## Task item
Starting at the line that contains "the head of", return every line through the end of the entries below, exactly and with nothing else.

## Data
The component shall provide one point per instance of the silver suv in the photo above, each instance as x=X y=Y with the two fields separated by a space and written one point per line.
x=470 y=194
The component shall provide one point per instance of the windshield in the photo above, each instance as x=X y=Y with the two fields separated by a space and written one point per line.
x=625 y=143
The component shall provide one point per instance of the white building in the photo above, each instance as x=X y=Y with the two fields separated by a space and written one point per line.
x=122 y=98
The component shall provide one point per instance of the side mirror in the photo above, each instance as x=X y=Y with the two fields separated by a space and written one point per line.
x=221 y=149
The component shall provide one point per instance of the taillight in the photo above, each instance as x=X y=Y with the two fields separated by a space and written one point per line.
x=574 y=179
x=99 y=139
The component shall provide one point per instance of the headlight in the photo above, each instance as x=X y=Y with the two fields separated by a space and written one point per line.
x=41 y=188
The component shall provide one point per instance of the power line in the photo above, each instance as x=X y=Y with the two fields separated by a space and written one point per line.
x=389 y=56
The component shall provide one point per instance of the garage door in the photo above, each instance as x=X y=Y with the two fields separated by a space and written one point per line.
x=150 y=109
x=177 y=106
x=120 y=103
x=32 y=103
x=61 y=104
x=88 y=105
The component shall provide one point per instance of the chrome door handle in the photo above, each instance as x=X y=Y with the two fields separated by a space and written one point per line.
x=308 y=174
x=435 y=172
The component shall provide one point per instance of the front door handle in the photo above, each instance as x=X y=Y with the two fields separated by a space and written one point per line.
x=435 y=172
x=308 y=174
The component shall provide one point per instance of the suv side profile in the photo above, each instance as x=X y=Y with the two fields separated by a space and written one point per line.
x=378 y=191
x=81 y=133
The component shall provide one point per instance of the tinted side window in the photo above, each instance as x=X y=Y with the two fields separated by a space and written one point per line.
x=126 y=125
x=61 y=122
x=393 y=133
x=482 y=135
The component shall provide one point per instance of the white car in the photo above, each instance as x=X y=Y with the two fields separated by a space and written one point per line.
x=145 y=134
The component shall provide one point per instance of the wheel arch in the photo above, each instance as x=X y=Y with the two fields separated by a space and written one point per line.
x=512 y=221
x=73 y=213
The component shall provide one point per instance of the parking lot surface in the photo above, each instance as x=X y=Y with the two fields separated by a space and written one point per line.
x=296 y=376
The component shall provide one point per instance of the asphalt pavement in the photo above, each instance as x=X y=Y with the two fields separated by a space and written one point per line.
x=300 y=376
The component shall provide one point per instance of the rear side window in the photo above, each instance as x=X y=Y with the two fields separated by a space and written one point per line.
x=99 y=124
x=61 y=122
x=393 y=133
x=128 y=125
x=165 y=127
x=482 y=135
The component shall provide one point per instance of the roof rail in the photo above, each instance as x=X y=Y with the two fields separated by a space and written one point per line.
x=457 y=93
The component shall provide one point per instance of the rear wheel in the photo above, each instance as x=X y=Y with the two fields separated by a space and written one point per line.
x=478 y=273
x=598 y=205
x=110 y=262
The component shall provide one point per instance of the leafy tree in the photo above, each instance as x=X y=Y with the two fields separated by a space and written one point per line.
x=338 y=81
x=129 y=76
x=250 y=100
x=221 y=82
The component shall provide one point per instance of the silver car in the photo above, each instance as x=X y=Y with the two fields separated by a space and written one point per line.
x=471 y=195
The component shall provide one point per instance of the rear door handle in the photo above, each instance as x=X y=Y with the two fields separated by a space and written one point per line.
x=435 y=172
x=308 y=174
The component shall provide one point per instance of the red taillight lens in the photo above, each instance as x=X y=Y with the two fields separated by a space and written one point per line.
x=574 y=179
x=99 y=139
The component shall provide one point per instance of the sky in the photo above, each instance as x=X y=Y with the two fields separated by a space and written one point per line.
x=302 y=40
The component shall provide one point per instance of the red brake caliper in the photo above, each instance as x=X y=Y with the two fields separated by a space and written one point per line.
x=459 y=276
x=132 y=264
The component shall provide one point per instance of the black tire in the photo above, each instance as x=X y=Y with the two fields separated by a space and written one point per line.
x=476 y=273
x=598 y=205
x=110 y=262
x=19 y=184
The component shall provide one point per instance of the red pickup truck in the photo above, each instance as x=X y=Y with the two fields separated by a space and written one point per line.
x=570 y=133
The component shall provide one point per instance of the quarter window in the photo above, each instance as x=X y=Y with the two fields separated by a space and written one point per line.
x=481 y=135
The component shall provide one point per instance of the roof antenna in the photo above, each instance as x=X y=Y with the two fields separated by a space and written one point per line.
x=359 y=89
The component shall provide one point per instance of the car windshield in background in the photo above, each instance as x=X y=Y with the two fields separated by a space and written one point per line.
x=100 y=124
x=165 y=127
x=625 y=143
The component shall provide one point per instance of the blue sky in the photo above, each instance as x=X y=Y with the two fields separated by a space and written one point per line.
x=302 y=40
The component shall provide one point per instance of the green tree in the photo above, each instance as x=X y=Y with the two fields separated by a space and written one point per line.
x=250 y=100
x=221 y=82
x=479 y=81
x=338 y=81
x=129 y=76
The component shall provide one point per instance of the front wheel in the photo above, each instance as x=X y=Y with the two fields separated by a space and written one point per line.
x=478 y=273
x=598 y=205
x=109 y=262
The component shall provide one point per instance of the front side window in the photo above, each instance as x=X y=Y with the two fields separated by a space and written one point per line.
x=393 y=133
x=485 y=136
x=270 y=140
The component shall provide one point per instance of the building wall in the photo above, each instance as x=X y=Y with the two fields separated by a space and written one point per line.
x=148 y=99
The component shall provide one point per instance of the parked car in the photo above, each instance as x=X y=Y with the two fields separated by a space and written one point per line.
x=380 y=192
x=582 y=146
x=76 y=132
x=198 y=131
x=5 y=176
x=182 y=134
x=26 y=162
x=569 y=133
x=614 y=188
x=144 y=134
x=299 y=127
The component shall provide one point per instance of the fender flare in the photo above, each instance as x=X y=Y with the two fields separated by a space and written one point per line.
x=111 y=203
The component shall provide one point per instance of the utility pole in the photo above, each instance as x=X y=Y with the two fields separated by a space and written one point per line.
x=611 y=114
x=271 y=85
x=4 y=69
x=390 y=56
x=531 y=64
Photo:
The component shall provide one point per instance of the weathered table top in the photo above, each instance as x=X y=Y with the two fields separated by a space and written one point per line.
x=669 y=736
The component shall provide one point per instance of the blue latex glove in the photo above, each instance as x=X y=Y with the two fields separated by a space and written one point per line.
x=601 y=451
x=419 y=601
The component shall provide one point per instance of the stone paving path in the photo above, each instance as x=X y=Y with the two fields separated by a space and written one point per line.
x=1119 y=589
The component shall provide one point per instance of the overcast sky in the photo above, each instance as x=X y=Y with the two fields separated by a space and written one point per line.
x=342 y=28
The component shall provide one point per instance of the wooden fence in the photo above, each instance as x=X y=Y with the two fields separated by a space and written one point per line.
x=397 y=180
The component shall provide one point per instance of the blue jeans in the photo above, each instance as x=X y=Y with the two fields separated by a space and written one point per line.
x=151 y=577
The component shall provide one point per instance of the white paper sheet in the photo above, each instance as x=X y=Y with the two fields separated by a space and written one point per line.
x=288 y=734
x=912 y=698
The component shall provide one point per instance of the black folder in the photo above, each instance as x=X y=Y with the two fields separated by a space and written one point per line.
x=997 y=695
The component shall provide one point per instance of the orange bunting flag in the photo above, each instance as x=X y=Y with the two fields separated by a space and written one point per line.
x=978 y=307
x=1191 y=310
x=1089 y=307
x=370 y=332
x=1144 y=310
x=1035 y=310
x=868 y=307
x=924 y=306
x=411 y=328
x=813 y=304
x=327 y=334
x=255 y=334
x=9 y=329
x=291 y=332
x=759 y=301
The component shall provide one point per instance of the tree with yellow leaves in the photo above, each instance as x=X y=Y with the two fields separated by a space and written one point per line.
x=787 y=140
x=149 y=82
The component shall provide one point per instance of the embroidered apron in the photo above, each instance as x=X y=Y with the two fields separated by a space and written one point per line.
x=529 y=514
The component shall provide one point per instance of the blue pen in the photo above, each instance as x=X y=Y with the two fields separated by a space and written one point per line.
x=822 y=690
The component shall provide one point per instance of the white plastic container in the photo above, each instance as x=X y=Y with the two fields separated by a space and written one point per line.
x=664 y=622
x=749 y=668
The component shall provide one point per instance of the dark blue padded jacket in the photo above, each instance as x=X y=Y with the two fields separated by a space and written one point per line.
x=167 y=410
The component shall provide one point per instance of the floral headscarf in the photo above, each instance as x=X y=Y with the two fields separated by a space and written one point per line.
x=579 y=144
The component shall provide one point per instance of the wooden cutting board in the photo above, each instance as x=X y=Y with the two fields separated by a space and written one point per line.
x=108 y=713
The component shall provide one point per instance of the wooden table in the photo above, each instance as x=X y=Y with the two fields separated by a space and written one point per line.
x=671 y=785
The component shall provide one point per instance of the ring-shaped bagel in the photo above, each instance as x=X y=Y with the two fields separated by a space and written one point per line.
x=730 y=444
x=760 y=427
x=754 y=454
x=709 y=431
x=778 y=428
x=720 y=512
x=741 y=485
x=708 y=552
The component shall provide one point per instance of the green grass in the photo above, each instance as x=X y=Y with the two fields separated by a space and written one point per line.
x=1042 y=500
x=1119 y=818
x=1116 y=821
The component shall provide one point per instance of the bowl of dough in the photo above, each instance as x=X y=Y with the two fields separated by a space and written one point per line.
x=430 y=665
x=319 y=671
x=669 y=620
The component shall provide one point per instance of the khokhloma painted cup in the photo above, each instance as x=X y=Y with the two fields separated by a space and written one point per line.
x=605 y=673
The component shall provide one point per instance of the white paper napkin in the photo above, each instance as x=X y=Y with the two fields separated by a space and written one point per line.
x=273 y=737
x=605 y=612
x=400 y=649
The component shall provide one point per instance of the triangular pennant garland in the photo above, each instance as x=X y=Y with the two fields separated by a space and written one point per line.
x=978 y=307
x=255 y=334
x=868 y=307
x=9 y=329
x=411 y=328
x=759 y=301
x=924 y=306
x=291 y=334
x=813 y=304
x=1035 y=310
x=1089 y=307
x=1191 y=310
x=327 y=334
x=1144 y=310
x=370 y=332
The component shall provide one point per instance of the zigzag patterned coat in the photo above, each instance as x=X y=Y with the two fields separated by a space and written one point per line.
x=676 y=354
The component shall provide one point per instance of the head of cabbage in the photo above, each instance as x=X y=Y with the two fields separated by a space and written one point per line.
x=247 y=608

## Expected output
The component shall provide one point per instance of the head of cabbage in the photo above, each instance as x=X y=Y with the two fields separated by a space and written one point per line.
x=247 y=608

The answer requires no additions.